SELECTED EXCERPT:
Functional characterization of 105 factor H variants associated with aHUS: lessons for variant classification

Abstract

Atypical hemolytic uremic syndrome (aHUS) is a life-threatening thrombotic microangiopathy that can progress, when untreated, to end-stage renal disease. Most frequently, aHUS is caused by complement dysregulation due to pathogenic variants in genes that encode complement components and regulators. Among these genes, the factor H (FH) gene, CFH, presents with the highest frequency (15% to 20%) of variants and is associated with the poorest prognosis. Correct classification of CFH variants as pathogenic or benign is essential to clinical care but remains challenging owing to the dearth of functional studies. As a result, significant numbers of variants are reported as variants of uncertain significance. To address this knowledge gap, we expressed and functionally characterized 105 aHUS-associated FH variants. All FH variants were categorized as pathogenic or benign and, for each, we fully documented the nature of the pathogenicity. Twenty-six previously characterized FH variants were used as controls to validate and confirm the robustness of the functional assays used. Of the remaining 79 uncharacterized variants, only 29 (36.7%) alter FH expression or function in vitro and, therefore, are proposed to be pathogenic. We show that rarity in control databases is not informative for variant classification, and we identify important limitations in applying prediction algorithms to FH variants. Based on structural and functional data, we suggest ways to circumvent these difficulties and, thereby, improve variant classification. Our work highlights the need for functional assays to interpret FH variants accurately if clinical care of patients with aHUS is to be individualized and optimized.

Graphical abstract

Figure 1.

Variants showing weak FH bands under nonreducing SDS-PAGE. Coomassie-stained gels showing each FH variant compared with equal amounts of wild-type (WT) FH protein (measured as optical density at absorbance at 280 nm). Asterisks indicate FH variants that were previously described to be associated with no-expression alleles or decreased FH plasma levels (see supplemental Table 3). Differences in expression levels were confirmed in all cases by enzyme-linked immunosorbent assay measurements.

Figure 2.

TASK REQUIREMENTS:
Resume the article on the functional characterization of factor H variants in aHUS, continuing from its final line.

RAW DATA:
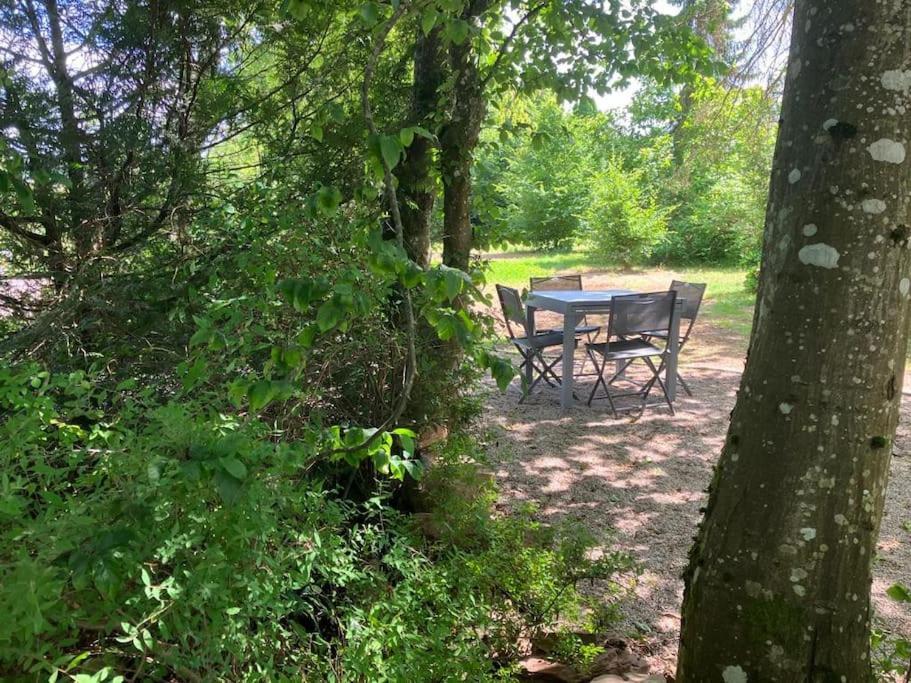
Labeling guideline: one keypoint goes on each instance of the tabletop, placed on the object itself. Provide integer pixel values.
(560, 300)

ANSWER FOR THIS EXERCISE:
Mapping of the tested FH variants. FH N-terminal (A) and C-terminal (B) crystal structure. The surfaces that interact with C3b (N terminus) and C3d (C terminus) are depicted in yellow. The FI-interacting surface in the N terminus and the sialic acid binding site in the C terminus are depicted in purple. The position of all variants is indicated in orange. FH variant classification codes are based on functional assay results: benign (green), nonexpressed (black), and functionally impaired (red).

Figure 3.

Distribution of the tested FH variants in the FH sequence. (A) Schematic representation of the amino acid sequence of the 20 FH SCRs. Amino acids corresponding to the SCR consensus sequence are depicted in black, those functionally relevant are in yellow, and all other amino acids are in gray. FH variant classification codes are based on functional assay results: benign (green), nonexpressed (black), and functionally impaired (red). (B) Breakdown of CADD computational predictions using a default score value cutoff of 15: benign predictions (upper panel) and pathogenic predictions (lower panel). Residue types from left to right are “SCR consensus,” “functionally relevant,” and “other.” (C) Distribution of FH classified experimentally as pathogenic (red dots) or benign (green dots) according to CADD scores. Horizontal lines indicate the selected cutoff for each FH region. (D) Breakdown of CADD computational predictions using adjusted score value cutoff according to functional domain: benign predictions (upper panel) and pathogenic predictions (lower panel). Residue types from left to right are “SCR consensus,” “functionally relevant,” and “other.”